• [YOUR OBJECTIVE]:
Give every line of the listing below as a JSON list of strings, with one string per line and blank lines left out. Leave the pictures out of the list.

━━━ DATA PROVIDED ━━━

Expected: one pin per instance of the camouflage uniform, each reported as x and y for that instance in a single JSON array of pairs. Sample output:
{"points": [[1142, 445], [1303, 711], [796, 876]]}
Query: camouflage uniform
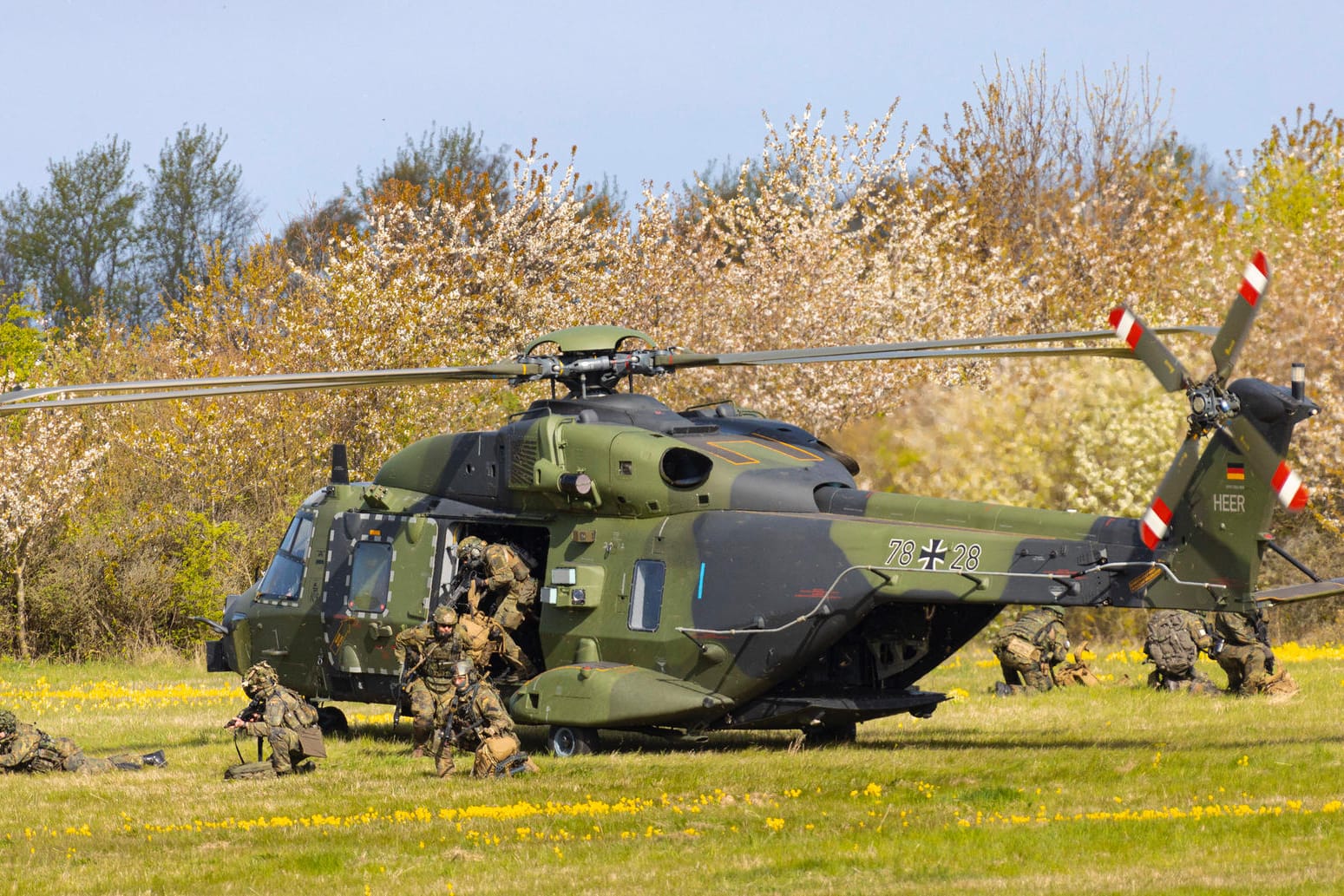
{"points": [[508, 582], [1245, 656], [1172, 672], [482, 637], [480, 726], [26, 747], [276, 715], [433, 661], [1030, 648]]}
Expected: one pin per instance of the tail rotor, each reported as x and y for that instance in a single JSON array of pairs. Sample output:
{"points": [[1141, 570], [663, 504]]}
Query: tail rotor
{"points": [[1212, 406]]}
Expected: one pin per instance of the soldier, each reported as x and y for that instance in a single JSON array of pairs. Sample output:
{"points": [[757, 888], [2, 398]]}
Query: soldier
{"points": [[1030, 649], [1174, 644], [506, 579], [279, 716], [477, 723], [435, 651], [1242, 651], [24, 747], [482, 638]]}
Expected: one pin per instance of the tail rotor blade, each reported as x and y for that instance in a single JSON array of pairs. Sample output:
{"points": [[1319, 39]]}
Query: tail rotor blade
{"points": [[1151, 350], [1157, 519], [1230, 339], [1266, 464]]}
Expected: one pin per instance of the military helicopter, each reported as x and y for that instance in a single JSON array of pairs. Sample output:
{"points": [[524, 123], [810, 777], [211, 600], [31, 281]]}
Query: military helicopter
{"points": [[711, 568]]}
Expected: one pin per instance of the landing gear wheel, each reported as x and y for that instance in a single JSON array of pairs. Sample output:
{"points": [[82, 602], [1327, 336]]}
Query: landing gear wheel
{"points": [[569, 741], [332, 722], [831, 735]]}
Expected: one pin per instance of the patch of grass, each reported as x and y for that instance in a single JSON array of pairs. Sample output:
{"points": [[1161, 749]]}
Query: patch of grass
{"points": [[1104, 790]]}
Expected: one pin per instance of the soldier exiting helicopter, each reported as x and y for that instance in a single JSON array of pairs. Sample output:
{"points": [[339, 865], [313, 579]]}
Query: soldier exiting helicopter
{"points": [[426, 655], [503, 582]]}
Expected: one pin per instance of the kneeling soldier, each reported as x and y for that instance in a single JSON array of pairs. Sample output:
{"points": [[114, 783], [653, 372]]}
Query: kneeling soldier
{"points": [[279, 716], [477, 723]]}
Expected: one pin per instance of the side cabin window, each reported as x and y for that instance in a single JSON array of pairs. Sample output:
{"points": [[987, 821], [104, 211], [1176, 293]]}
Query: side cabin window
{"points": [[285, 572], [646, 595], [370, 577]]}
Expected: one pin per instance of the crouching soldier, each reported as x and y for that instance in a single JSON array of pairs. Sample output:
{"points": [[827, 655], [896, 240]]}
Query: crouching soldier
{"points": [[26, 747], [283, 719], [1174, 644], [1030, 649], [477, 723]]}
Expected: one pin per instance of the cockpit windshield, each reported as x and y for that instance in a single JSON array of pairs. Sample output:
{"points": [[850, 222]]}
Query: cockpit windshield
{"points": [[285, 574]]}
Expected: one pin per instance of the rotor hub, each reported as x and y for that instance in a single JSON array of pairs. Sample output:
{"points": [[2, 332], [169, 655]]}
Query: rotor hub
{"points": [[1210, 406]]}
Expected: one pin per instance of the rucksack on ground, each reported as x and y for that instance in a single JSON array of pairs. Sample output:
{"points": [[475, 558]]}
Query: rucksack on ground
{"points": [[1170, 645]]}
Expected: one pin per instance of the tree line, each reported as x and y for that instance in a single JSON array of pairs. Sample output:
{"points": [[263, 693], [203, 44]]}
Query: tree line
{"points": [[1038, 207]]}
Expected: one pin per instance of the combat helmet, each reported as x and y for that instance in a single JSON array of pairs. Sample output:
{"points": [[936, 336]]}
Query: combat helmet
{"points": [[472, 550], [259, 678]]}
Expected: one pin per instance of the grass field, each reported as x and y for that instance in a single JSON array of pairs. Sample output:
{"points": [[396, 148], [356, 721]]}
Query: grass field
{"points": [[1081, 791]]}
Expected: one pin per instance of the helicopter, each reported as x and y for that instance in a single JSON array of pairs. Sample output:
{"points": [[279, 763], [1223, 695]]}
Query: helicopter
{"points": [[711, 568]]}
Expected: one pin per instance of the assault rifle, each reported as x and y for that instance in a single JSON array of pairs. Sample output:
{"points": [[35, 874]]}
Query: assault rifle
{"points": [[252, 712], [1261, 626]]}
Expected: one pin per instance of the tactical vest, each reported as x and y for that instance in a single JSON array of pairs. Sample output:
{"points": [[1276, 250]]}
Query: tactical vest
{"points": [[298, 712], [1031, 626], [467, 717], [436, 668], [51, 753], [1170, 645], [475, 636]]}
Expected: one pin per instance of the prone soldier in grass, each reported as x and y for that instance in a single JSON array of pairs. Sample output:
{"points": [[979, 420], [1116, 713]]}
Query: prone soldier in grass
{"points": [[26, 747]]}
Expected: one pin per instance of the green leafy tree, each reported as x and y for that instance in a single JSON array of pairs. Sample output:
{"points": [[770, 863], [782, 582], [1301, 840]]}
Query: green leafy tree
{"points": [[74, 244], [195, 205]]}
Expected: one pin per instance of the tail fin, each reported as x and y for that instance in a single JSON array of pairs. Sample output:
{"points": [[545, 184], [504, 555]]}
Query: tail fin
{"points": [[1221, 524]]}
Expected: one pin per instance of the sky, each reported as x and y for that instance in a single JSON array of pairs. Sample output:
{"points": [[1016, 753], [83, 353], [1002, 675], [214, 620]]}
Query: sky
{"points": [[308, 93]]}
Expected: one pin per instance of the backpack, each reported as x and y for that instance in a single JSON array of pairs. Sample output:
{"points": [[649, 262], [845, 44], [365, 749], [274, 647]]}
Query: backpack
{"points": [[1170, 645]]}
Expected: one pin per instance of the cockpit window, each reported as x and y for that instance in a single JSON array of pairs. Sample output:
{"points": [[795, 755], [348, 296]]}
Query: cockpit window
{"points": [[646, 595], [285, 574], [370, 577]]}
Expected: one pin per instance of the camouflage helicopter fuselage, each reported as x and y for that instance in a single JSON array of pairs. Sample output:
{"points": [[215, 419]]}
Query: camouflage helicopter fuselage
{"points": [[714, 568]]}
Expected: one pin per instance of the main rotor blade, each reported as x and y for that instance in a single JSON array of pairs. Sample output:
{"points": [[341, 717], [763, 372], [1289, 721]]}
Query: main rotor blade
{"points": [[217, 386], [1230, 339], [1266, 464], [1157, 520], [972, 347], [1143, 340]]}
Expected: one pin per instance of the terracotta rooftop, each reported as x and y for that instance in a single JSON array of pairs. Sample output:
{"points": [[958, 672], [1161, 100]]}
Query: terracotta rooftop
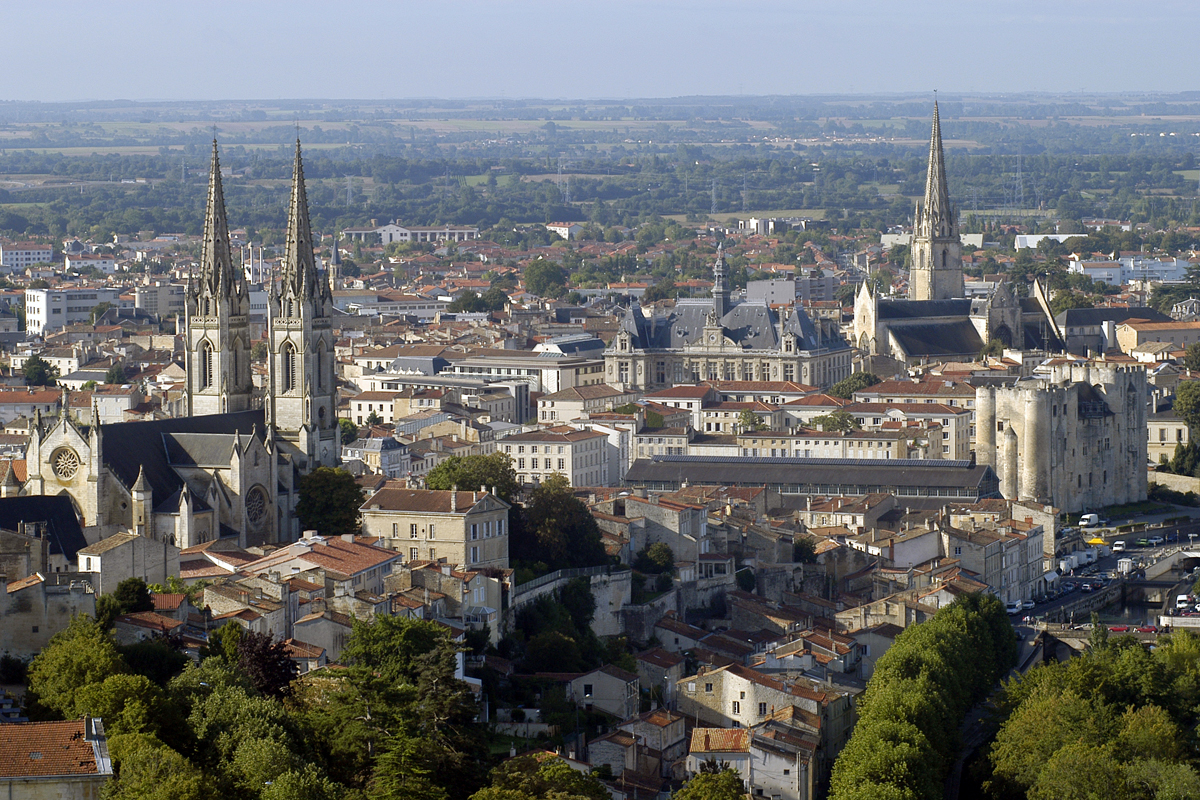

━━━

• [COMPLETED EXERCISE]:
[
  "Expected: one pin per instance of the camouflage uniform, each reported as x and y for that instance in a single JSON array of pairs. Sample output:",
  "{\"points\": [[1142, 445], [1303, 711], [796, 876]]}",
  "Query: camouflage uniform",
  "{\"points\": [[508, 582], [1245, 656], [1172, 672], [482, 637], [480, 726], [26, 747], [276, 715], [433, 661], [1030, 648]]}",
  "Expected: one pin per instance of the tail rotor, each reported as x and y for that instance in a single JSON array of pairs. Sample output:",
  "{\"points\": [[1141, 570], [663, 504]]}",
  "Query: tail rotor",
  "{\"points\": [[1212, 406]]}",
  "Expected: one pin per instance of the soldier, each reported as x and y for that instance in a single JSON array of pairs. Sample output:",
  "{\"points\": [[757, 888], [2, 398]]}",
  "Query: soldier",
  "{\"points\": [[1030, 649], [1174, 644], [506, 579], [279, 716], [477, 723], [435, 651], [1242, 651], [24, 747], [482, 638]]}",
  "Expected: one pin per instance of the tail rotor blade, each reported as x and y for that instance in a single JSON array of pairs. Sample output:",
  "{\"points\": [[1319, 39]]}",
  "Query: tail rotor blade",
  "{\"points\": [[1151, 350], [1157, 519], [1230, 339], [1266, 464]]}",
  "Expected: one pin per instance of the military helicopter, each reported as x and y for that instance in a single JSON array of pairs. Sample output:",
  "{\"points\": [[524, 123], [810, 777], [211, 600], [31, 281]]}",
  "Query: military helicopter",
  "{\"points\": [[711, 568]]}",
  "Expected: one pin per instance of the landing gear wheel, each reported as x and y for that instance in a single JSON array of pairs. Sample output:",
  "{\"points\": [[82, 602], [1327, 336]]}",
  "Query: landing gear wheel",
  "{\"points\": [[569, 741], [332, 722], [831, 735]]}",
  "Expected: one pin per instance of the patch of grass, each reported as x and y for that instance in a single JSON array of pairs. Sample output:",
  "{\"points\": [[1161, 749]]}",
  "Query: patch of grass",
  "{\"points\": [[1104, 790]]}",
  "Expected: one pin per instance of the soldier exiting helicopter, each reported as x and y for that instance in a single JSON array of pairs. Sample output:",
  "{\"points\": [[339, 865], [313, 579]]}",
  "Query: soldier exiting helicopter",
  "{\"points\": [[426, 655], [503, 582]]}",
  "Expected: one pin per instance of the kneeling soldier, each reported as x and y for that instance in a single JSON array of pairs. Sample output:",
  "{\"points\": [[114, 783], [653, 372]]}",
  "Query: kneeling soldier",
  "{\"points\": [[279, 716], [477, 723]]}",
  "Expected: one pin per instance of the side cabin window, each reported as x and y for that instance in a single JSON array of pairs. Sample output:",
  "{\"points\": [[987, 821], [104, 211], [1176, 293]]}",
  "Query: side cabin window",
  "{\"points\": [[285, 572], [646, 595], [370, 577]]}",
  "Expected: one pin per instance of the crouching soldier, each reported as x and y for that instance in a single JSON array of pairs. Sample output:",
  "{\"points\": [[827, 655], [896, 240]]}",
  "Query: crouching soldier",
  "{\"points\": [[26, 747], [283, 719], [1174, 644], [1030, 649], [477, 723]]}",
  "Expected: one pin per instance of the cockpit windshield, each reported as x and y for that instance in a single JSON array of pairs. Sample output:",
  "{\"points\": [[850, 222]]}",
  "Query: cockpit windshield",
  "{\"points\": [[285, 574]]}",
  "Expected: one pin per instance of the rotor hub, each reported as x and y for that instance in a single JSON array of pairs. Sample output:",
  "{\"points\": [[2, 332], [169, 655]]}",
  "Query: rotor hub",
  "{\"points\": [[1210, 406]]}",
  "Expected: one pin per instance of the rucksack on ground, each reported as x and y for that instance in a single JSON array of pairs. Sample output:",
  "{\"points\": [[475, 558]]}",
  "Query: rucksack on ground",
  "{\"points\": [[1170, 645]]}",
  "Expected: one pin per instance of the tree line, each reported as x and y for that instance in a single JSON array of pairs. Sample output:",
  "{\"points\": [[263, 693], [203, 44]]}",
  "Query: tree line",
  "{\"points\": [[1038, 207]]}",
  "Expected: one pin per instance of the combat helmet, each reported as x and y for that instance in a single JSON array of pairs. Sample output:",
  "{\"points\": [[936, 336]]}",
  "Query: combat helmet",
  "{\"points\": [[472, 550], [259, 678]]}",
  "Expected: one pin per instance of the grass field, each reported as x and y for that instance in a single JSON array of pairs. Sample output:",
  "{\"points\": [[396, 148], [356, 721]]}",
  "Query: grass field",
  "{\"points\": [[1081, 791]]}",
  "Expected: one pin per instance of the helicopter, each reported as x and y for that instance in a single JSON array of pairs. Sample output:",
  "{\"points\": [[279, 763], [1223, 695]]}",
  "Query: helicopter",
  "{\"points\": [[711, 568]]}",
  "Expected: one pin per instance of the assault rifle, each reported as x and y for that instance in a single JSON array of pairs. Sample output:",
  "{\"points\": [[35, 874]]}",
  "Query: assault rifle",
  "{\"points\": [[252, 712], [1261, 626]]}",
  "Expected: one pin per instance of the tactical vest, each reported as x and y for that instance in a single JSON array of pairs. Sample output:",
  "{\"points\": [[1276, 250]]}",
  "Query: tactical vest",
  "{\"points\": [[298, 712], [1031, 626], [467, 717], [436, 668], [51, 753], [1170, 645], [475, 636]]}",
  "Expected: one pin per instance of the prone soldier in grass, each reported as x and y for that instance in a single JSON array of pairs. Sample output:",
  "{\"points\": [[979, 420], [1116, 713]]}",
  "Query: prone soldier in grass",
  "{\"points\": [[26, 747]]}",
  "Expected: one pin per instance of the green leafy tree, each reported as x and y for that instance in a single JSON array of pairs. Sample output:",
  "{\"points\": [[770, 863], [782, 582], [1301, 840]]}",
  "Query: green leafy tree",
  "{\"points\": [[74, 244], [195, 205]]}",
  "Expected: one pin per instance of the tail fin, each reported as x and y for that instance in a single JSON array of pairs. Sample output:",
  "{\"points\": [[545, 184], [504, 555]]}",
  "Query: tail fin",
  "{\"points\": [[1221, 524]]}",
  "Expected: one pin per instance of the sky, each reported as x and y for that instance in a single JSON array of pairs. Sample output:",
  "{\"points\": [[1016, 753], [83, 353], [1002, 675], [214, 620]]}",
  "Query: sky",
  "{\"points\": [[308, 93]]}",
  "Expected: one pin per instance of the backpack, each reported as x and y for that instance in a single JSON array of pairs. Sample output:",
  "{\"points\": [[649, 262], [845, 44], [365, 749], [274, 647]]}",
  "Query: backpack",
  "{\"points\": [[1170, 645]]}",
  "Expected: one pin per instance of the cockpit window, each reported as x and y for that instance in a single JSON array of pairs. Sample output:",
  "{\"points\": [[795, 755], [348, 296]]}",
  "Query: cockpit window",
  "{\"points\": [[646, 595], [285, 574], [370, 577]]}",
  "Expected: one pin per instance of the camouflage helicopter fuselage, each reported as x and y for that instance in a single JSON array of pairs. Sample output:",
  "{\"points\": [[215, 419]]}",
  "Query: camouflage helicopter fuselage",
  "{\"points\": [[714, 568]]}",
  "Expected: one pin per instance of the main rotor blade, each reported as x and y for that instance in a single JSON array of pairs. Sample output:",
  "{\"points\": [[341, 717], [763, 372], [1289, 721]]}",
  "Query: main rotor blade",
  "{\"points\": [[217, 386], [1230, 339], [1266, 464], [1157, 520], [972, 347], [1143, 340]]}",
  "Expected: one pin per instance of the terracotta rooftop, each reported as x and y for that instance in a single JSON array of pairs. Sample output:",
  "{\"points\": [[958, 672], [1161, 100]]}",
  "Query: terracotta rooftop"
]